**SUPPLIED RECORDS:**
[Begin]
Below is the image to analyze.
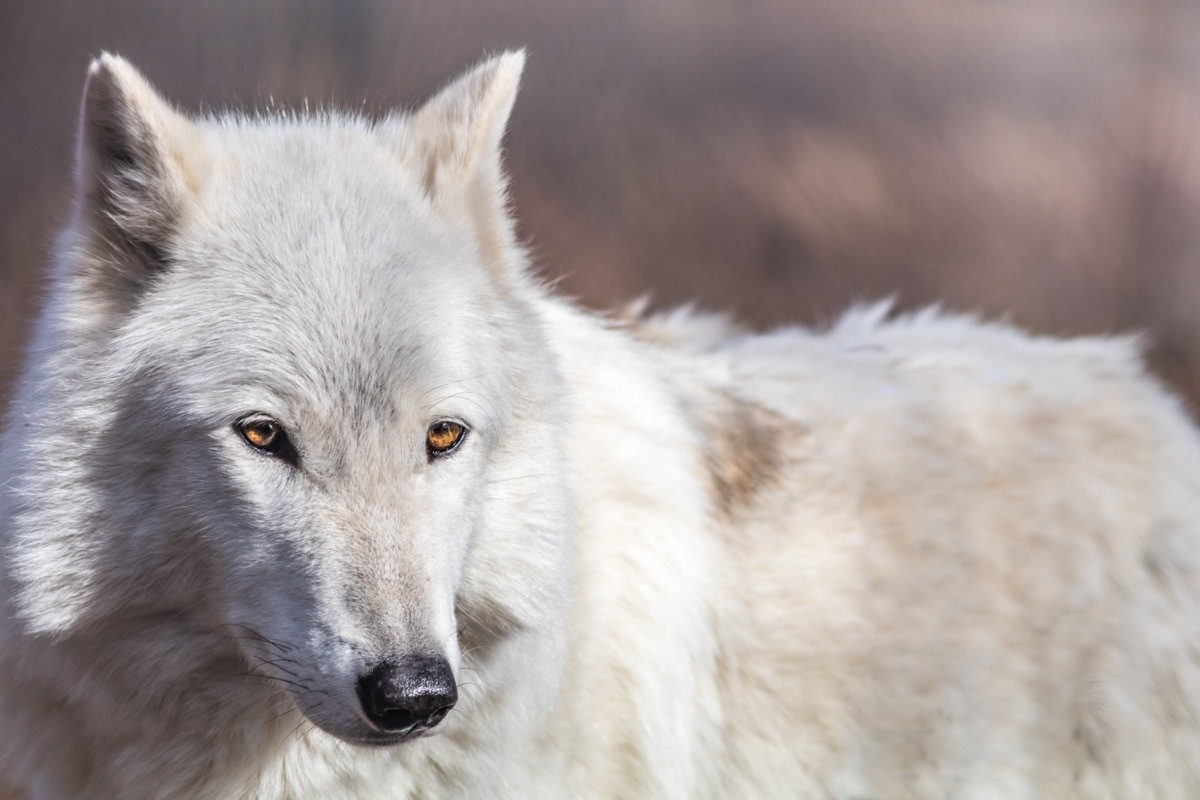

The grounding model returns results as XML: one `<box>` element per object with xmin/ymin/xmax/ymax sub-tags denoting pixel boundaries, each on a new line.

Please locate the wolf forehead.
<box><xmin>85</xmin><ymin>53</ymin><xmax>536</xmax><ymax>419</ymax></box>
[End]
[Begin]
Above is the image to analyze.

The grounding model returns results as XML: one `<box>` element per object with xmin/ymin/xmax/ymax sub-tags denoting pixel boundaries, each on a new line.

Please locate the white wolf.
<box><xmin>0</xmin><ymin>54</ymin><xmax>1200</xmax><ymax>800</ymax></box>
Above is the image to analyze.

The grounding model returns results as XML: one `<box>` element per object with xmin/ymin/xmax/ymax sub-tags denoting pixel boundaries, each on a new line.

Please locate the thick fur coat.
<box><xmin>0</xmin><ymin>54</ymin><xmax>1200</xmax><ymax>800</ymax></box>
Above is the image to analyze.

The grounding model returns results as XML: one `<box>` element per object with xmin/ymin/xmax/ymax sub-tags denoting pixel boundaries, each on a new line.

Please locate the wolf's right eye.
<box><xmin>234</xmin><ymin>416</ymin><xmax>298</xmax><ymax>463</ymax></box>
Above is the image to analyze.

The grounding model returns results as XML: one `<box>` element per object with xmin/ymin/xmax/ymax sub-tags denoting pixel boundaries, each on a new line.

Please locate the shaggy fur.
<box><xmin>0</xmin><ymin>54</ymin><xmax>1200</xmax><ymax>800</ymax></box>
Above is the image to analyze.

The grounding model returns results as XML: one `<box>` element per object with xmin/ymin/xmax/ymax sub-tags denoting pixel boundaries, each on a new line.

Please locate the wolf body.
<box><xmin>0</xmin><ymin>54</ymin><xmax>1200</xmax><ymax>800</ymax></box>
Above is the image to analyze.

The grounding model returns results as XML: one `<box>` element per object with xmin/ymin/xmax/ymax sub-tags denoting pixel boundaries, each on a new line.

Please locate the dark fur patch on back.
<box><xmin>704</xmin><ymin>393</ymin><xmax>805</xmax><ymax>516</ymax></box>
[End]
**STATED PROBLEM:**
Update the material from the line with "Below is the image to analyze." to the line with "Please locate the wolf forehead." by replacing "grounding model" with "detection tool" and leaving everything else as it is. Omit the picture from your answer.

**ANSWER FOR THE TASK:**
Below is the image to analyze.

The detection tool returns results as XML: one `<box>` element per object with xmin/ymin/xmax/ymax sub-tags denoting pixel boundaries, each on a new line.

Please locate the wolf forehead.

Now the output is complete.